--- TASK INSTRUCTIONS ---
1. Translate this sentence from the birthday post into Spanish: "Springtime is about beginnings, letting go, and embracing something new."
2. Write the next part of the birthday post, picking up after its last sentence.

Happy Birthday to Me!

April 9, 2019

Happy Birthday to Me!

APRIL 10TH 2019

Birthdays have always been a source of extreme joy for me. Something significant lives in the celebration of one’s own birth and life. As I age I find it one of the biggest indicators of my own self-love and acceptance. Like the pencil marks on my childhood walls, I can watch the growth with each year. As I celebrate, I honor this evolution, despite some years feeling more like a setback.  This year is great cause for celebration as I move into the next notch of growth that is my life.

Springtime is about beginnings, letting go, and embracing something new. I began in Spring, on April 10th, 1973, and I embraced something new by exiting the womb. Ever since I’ve been using my birthday to celebrate the joy of being me now while simultaneously moving toward what’s next. This transition often means letting go of the past. Some years this celebratory moment is simple. It passes quietly with only an internal resolution. Other years I celebrate the challenges and accomplishments of aging by discovering new lands, culture and people, in places like Israel, Turkey, Peru, and Mexico. I’ve spent these moments with friends, family, lovers, and strangers and, quite often, alone. Being alone has never stopped this desire to discover, on the contrary most often it fuels a deeper level of discovery.  Whether my birthdays are simple celebrations or grand gesture launches of new ventures (as was the case when I launched Ger-Nis Culinary & Herb Center), they always seem to be wrapped in fresh herbs. This year is no different as I venture off to Turkey for some herbal wanderings and “soft launch” one part of a larger herbal (ad)venture.

This past year I made peace with a lot of history. In that letting go, I was able to create room for a couple of new projects. These projects have been whirling around inside me for a very long time and now they are becoming a reality, not just into my world but into yours as well. (That is how I roll.)

On April 10th, 2019, I officially softly launch My Herbal Roots, a new herb centered food blog. It is one part of a bigger two-part venture called Herbal Roots. It has been  in the making a long time with various ideas and visions, all of which today have clarity and vision and thus the birth of this venture has arrived.

Why did it take me so long? After all I’m a person that moves rapidly with most ideas.  The truth is that I needed a long break to recuperate and grow from from the large and difficult failed business that was my fruit and vegetable import and distribution company that took over my life voraciously for about 11 years during my late 20’s. I needed time to simply be, think, and dream again and I needed the space and the heart to do it. I needed to take time to fall in love, which I did. It was great, until (undenounced to me) it wasn’t.  So I fell out of love just as wonderfully as I fell into it. This may have been the most significant thing that has happened to me in life so far and the reason that so much of shortcomings, quirks and personality problem areas have mellowed out and fueled my improvement and growth in who I am today. I don’t know how I did it. I suppose both my failings ( the business and the love) happened at the perfect time, like most things do if you let them. Failing gracefully is an art form that has more uplifting self-love and growth-inducing potential than anything else.  Hardships are a part of life and from early on as a girl in Nicaragua I witnessed the importance of hardships in the ability to facilitate recognizing and then feeling joy. These two hardships rocked my life more than most, but they also changed my trajectory in a way that seems spiritual and cosmic, if I’m being honest.  I feel more authentic today than ever. I feel I have more to give back to others around me and I am able to see and feel more joy that I had ever imagined would be possible.

--- EXTRACTED RECORDS ---
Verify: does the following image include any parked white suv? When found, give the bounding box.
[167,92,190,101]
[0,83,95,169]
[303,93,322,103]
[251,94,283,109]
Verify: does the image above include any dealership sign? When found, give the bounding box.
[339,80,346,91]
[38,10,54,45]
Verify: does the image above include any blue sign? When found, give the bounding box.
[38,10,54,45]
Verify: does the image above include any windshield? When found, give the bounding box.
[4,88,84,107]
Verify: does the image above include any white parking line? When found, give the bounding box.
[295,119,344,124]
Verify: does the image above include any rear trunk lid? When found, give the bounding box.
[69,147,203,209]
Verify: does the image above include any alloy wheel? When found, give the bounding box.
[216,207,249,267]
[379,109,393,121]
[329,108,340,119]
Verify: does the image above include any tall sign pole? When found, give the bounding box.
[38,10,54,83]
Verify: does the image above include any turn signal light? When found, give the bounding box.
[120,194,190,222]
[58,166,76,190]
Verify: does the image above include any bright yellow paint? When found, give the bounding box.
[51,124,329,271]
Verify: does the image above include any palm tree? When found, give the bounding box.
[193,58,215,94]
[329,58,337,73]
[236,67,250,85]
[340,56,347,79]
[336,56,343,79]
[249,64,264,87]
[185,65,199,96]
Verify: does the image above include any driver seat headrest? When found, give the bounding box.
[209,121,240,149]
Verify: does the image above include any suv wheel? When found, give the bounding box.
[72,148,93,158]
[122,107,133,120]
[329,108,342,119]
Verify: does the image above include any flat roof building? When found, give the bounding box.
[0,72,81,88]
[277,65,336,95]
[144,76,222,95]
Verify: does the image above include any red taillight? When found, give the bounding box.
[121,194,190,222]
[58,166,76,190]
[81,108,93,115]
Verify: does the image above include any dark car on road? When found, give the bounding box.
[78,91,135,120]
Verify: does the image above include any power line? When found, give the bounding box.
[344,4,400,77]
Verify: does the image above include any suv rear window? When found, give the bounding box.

--- OUTPUTS ---
1. La primavera se trata de comienzos, de soltar y de abrazar algo nuevo.

2.
My birthday is often a time when I sit, reflect, and say to myself, “You are exactly where you are meant to be. All that has happened is part of why you sit exactly here today.”  Today on April 10th– this is my sentiment.

Today, I officially share with the world My Herbal Roots  which is my story told though a very public declaration of my passion for fresh herbs. Something deep inside of me lights up in the presence of fresh herbs. It doesn’t matter if they are physically or virtually in my personal space. I am enraptured by them as well as those who grow and use them in any and all forms.

Fresh herbs have been a symbol of my own artistry and creative spirit since I started growing them in my garden in Eugene, Oregon, back in my early 20’s. Not only are they a staple in my personal cooking, but they have sprung up in every aspect of my life ever since.

My Herbal Roots is the creative manifestation of everything herbal I have experienced along my journey, and a projection of all to come. It’s a place for me to share my herbal passion indiscriminately, allowing me to collage every herbal moment that lights my path; it provides a home for me to pause in celebration and appreciation.

I have been conscious of my own innate passionate streak from an early age. Like many others, I remember as a child coloring outside the lines. What set me apart was the self-confidence I had that couldn’t be swayed by anyone telling me it was wrong. My inner strength carried me forward from the get-go, fearlessly driving me to exactly where and who I am today.

I have been teaching myself most subjects since a very young age. My independent nature was nurtured by my father, who I suspect is a similar creature. He was also as far from a helicopter parent as one could get. With no mother in the picture from early on, I was buffered from stereotypical gender boundaries as an integral member of a family with three brothers and a strong father. This gave me substantial self-confidence early on and helped shaped me into the creative, powerful woman I am today.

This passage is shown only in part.